EXERCISE INPUT:

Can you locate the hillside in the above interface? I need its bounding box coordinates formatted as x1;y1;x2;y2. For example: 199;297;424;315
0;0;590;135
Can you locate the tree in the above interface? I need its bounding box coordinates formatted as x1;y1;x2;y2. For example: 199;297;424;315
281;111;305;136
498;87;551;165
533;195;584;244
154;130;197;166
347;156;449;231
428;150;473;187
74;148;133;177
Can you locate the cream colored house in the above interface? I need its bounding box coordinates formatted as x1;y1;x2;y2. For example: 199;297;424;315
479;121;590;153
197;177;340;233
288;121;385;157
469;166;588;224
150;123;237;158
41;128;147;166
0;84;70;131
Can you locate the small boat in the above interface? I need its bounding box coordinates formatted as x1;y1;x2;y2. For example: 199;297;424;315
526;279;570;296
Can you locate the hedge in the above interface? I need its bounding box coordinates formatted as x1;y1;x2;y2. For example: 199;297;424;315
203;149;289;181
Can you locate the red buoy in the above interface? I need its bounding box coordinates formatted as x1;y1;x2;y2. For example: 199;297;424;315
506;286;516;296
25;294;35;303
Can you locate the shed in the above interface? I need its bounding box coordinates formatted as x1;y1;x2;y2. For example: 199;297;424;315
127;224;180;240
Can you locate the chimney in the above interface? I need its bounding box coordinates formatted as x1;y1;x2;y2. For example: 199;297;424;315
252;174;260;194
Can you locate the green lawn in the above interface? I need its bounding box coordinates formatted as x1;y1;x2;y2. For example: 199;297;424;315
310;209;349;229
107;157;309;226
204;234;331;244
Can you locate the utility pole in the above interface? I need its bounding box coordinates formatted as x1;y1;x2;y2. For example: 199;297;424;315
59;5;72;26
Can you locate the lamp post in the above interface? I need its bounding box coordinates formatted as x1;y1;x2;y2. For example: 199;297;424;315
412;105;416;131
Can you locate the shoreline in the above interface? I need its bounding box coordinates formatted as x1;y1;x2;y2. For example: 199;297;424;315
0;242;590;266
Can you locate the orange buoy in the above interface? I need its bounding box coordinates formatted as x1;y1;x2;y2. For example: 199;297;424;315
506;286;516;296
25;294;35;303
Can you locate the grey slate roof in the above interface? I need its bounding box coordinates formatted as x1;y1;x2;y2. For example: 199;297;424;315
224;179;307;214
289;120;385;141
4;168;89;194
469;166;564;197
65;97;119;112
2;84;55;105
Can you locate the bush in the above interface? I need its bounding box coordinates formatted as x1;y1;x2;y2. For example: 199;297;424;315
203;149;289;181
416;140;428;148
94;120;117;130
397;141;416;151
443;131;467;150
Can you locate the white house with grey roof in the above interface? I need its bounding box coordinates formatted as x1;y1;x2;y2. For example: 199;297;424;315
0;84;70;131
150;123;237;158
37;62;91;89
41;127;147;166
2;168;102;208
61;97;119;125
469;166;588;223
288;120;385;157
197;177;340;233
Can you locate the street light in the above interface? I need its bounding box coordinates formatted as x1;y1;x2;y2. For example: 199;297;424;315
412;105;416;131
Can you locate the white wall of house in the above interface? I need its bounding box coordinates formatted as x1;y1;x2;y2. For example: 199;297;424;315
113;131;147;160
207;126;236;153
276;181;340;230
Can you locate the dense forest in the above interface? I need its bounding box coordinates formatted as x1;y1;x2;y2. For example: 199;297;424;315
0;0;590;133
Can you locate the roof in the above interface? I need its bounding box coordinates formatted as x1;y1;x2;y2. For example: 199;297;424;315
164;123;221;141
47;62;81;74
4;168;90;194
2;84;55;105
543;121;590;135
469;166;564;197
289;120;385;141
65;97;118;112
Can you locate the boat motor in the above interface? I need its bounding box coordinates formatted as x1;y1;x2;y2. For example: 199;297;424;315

SET TASK:
How many lines in the items above contain the string "grey", matching case exactly? Give only the number.

ANSWER FOR THIS EXERCISE:
2